Please lay out every line of the material below as a numbered list, with blank lines dropped and the pictures left out.

_ _ _ _ _ _ _

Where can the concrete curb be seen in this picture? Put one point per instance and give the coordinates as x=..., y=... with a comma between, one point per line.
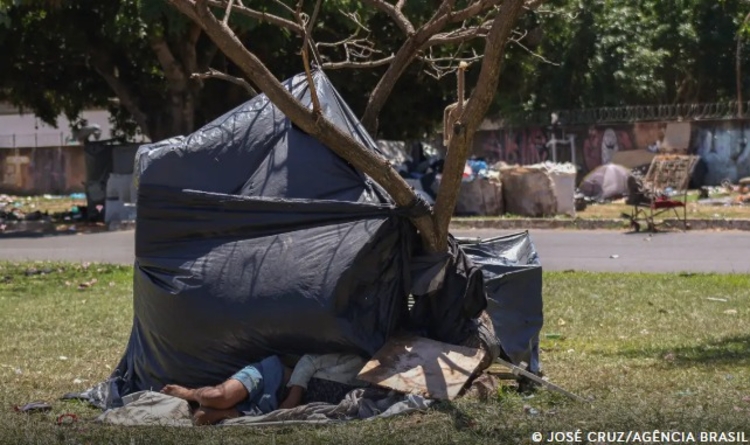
x=590, y=224
x=42, y=228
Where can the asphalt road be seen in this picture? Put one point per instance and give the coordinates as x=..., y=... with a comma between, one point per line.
x=721, y=252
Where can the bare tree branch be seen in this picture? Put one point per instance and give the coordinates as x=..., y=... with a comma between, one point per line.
x=459, y=36
x=394, y=12
x=228, y=11
x=473, y=10
x=533, y=53
x=285, y=6
x=364, y=64
x=216, y=74
x=306, y=61
x=252, y=13
x=471, y=118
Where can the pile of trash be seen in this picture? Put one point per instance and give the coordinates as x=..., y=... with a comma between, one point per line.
x=726, y=194
x=540, y=190
x=14, y=209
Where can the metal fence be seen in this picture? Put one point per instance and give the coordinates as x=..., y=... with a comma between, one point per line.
x=36, y=140
x=631, y=114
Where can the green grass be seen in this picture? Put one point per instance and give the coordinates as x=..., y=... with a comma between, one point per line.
x=653, y=352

_ _ _ _ _ _ _

| CORRECT ANSWER |
1. Where can the concrete curb be seen in this picture? Put one point per instance and give the coordinates as x=..., y=... with a comma between, one point per line.
2. x=590, y=224
3. x=42, y=228
4. Where can the asphalt road be seen in this picture? Put one point per instance and give the coordinates as x=..., y=... with a comma between, one point per line.
5. x=721, y=252
6. Where can the bare tree branch be seen in this picture? Put one point per instance and give the coordinates as x=..., y=... with a comma between, one point per line.
7. x=459, y=36
8. x=394, y=12
9. x=228, y=11
10. x=473, y=10
11. x=533, y=53
12. x=285, y=6
13. x=364, y=64
14. x=216, y=74
15. x=306, y=61
16. x=252, y=13
17. x=471, y=118
18. Where can the pile of trash be seen in this picture? Put one point per instance and give the coordinates as x=..., y=... with a comma between, one point per line.
19. x=726, y=194
20. x=540, y=190
21. x=14, y=209
22. Where can the metal fence be seen in this picture? Put one point per instance and give the coordinates as x=..., y=... with a comma between, one point per line.
23. x=36, y=140
24. x=631, y=114
25. Where can the green grass be seen in this picture? Put one point per instance and give the coordinates as x=..., y=... with a comma between, one point per line.
26. x=653, y=352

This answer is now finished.